[[ Source document, beginning ]]

Enough with the sequester, let’s talk about the long-term

On March 1st, the Obama administration will be forced to institute an $85 billion across-the-board cut to spending on military and domestic programs in the United States. This cut is the result of the summer 2011 standoff over raising the debt limit. Like the debt limit and the fiscal cliff before it, the sequester is only a problem because Washington made it a problem – there is no reason that spending should have to fall immediately other than politicians said it must happen. It’s certainly not because the bond markets think the government is in trouble: as of the time this article was written, two- and five-year US Treasuries have a yield of less than 1%. That means that investors and other nations are essentially paying the United States to keep their money safe for the next few years once inflation is factored in.

[[ Source document, end ]]
[[ Excerpted data, beginning ]]

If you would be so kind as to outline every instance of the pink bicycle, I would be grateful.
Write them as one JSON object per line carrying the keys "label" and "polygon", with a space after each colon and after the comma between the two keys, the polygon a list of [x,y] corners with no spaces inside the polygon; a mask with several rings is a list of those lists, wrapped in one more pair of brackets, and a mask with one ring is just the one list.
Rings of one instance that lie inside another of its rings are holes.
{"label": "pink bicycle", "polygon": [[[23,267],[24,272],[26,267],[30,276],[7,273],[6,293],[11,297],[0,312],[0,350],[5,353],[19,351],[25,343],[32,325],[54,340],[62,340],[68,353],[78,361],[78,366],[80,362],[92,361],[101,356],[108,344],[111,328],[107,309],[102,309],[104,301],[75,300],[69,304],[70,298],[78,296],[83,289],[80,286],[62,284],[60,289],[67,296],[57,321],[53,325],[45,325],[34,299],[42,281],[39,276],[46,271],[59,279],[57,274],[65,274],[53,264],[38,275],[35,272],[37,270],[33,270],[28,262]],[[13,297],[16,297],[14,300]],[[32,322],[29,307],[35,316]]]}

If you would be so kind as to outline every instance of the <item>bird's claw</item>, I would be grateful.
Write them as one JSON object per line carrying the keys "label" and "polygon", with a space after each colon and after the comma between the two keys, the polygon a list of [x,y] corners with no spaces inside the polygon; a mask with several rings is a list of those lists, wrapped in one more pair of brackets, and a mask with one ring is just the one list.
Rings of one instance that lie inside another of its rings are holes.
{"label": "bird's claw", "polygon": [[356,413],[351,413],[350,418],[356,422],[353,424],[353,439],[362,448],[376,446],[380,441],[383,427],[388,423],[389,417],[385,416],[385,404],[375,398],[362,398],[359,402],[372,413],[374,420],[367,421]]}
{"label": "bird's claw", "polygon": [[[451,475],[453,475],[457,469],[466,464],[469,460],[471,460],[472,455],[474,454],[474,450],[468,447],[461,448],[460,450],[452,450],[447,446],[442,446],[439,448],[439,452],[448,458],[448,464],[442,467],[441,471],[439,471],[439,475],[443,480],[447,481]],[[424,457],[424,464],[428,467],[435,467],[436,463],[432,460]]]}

[[ Excerpted data, end ]]

What needs to be done
Please answer these from the article on the sequester:
(a) How large is the across-the-board cut, and on what date must it be instituted?
(b) What event is the cut said to result from?
(c) What yield do two- and five-year US Treasuries have, according to the article?

Written solution
(a) $85 billion, on March 1st.
(b) The summer 2011 standoff over raising the debt limit.
(c) Less than 1%.